REQUIRED ACTIONS:
A – Can you reproduce the passage from the Bezos Bill article word for word, starting with "Sanders to introduce" and going on through "be taxed $100."?
B – Will you transcribe only the lines of the rows starting with the line with "438, row 12." and going on through the line with "column 108, row 253", including both of those lines?
>> Begin PROVIDED PASSAGE
Business & Economy

Sanders to introduce ‘Bezos Bill’ next month

Amazon CEO Jeff Bezos. Creative Commons photo

[S]en. Bernie Sanders plans to introduce legislation next month to give large employers like Amazon and Walmart the choice to either pay workers a higher wage or to pay taxes equal to the total cost of federal assistance programs their workers use.

The proposal aims to raise taxes from large corporations equal to the amount that the company’s low-wage employees use in federal benefit programs each year. If an Amazon employee uses $100 in food stamps, Amazon would be taxed $100.

Sanders’ bill comes after the senator circulated a petition last week calling on Amazon CEO Jeff Bezos to pay all workers a living wage and to improve working conditions at the company's warehouses.
>> End PROVIDED PASSAGE
>> Begin DATA IN THIS EXERCISE
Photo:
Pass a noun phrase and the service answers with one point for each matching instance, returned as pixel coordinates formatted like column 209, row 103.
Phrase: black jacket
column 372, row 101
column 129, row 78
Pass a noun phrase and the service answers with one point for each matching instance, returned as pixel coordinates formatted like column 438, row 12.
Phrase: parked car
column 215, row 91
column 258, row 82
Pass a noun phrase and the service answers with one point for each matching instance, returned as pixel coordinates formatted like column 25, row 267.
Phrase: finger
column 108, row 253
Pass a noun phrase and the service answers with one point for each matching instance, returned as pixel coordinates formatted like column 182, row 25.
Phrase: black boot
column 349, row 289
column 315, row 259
>> End DATA IN THIS EXERCISE
ANSWERS BY TASK:
A –
Sanders to introduce ‘Bezos Bill’ next month

Amazon CEO Jeff Bezos. Creative Commons photo

[S]en. Bernie Sanders plans to introduce legislation next month to give large employers like Amazon and Walmart the choice to either pay workers a higher wage or to pay taxes equal to the total cost of federal assistance programs their workers use.

The proposal aims to raise taxes from large corporations equal to the amount that the company’s low-wage employees use in federal benefit programs each year. If an Amazon employee uses $100 in food stamps, Amazon would be taxed $100.

B –
Pass a noun phrase and the service answers with one point for each matching instance, returned as pixel coordinates formatted like column 438, row 12.
Phrase: parked car
column 215, row 91
column 258, row 82
Pass a noun phrase and the service answers with one point for each matching instance, returned as pixel coordinates formatted like column 25, row 267.
Phrase: finger
column 108, row 253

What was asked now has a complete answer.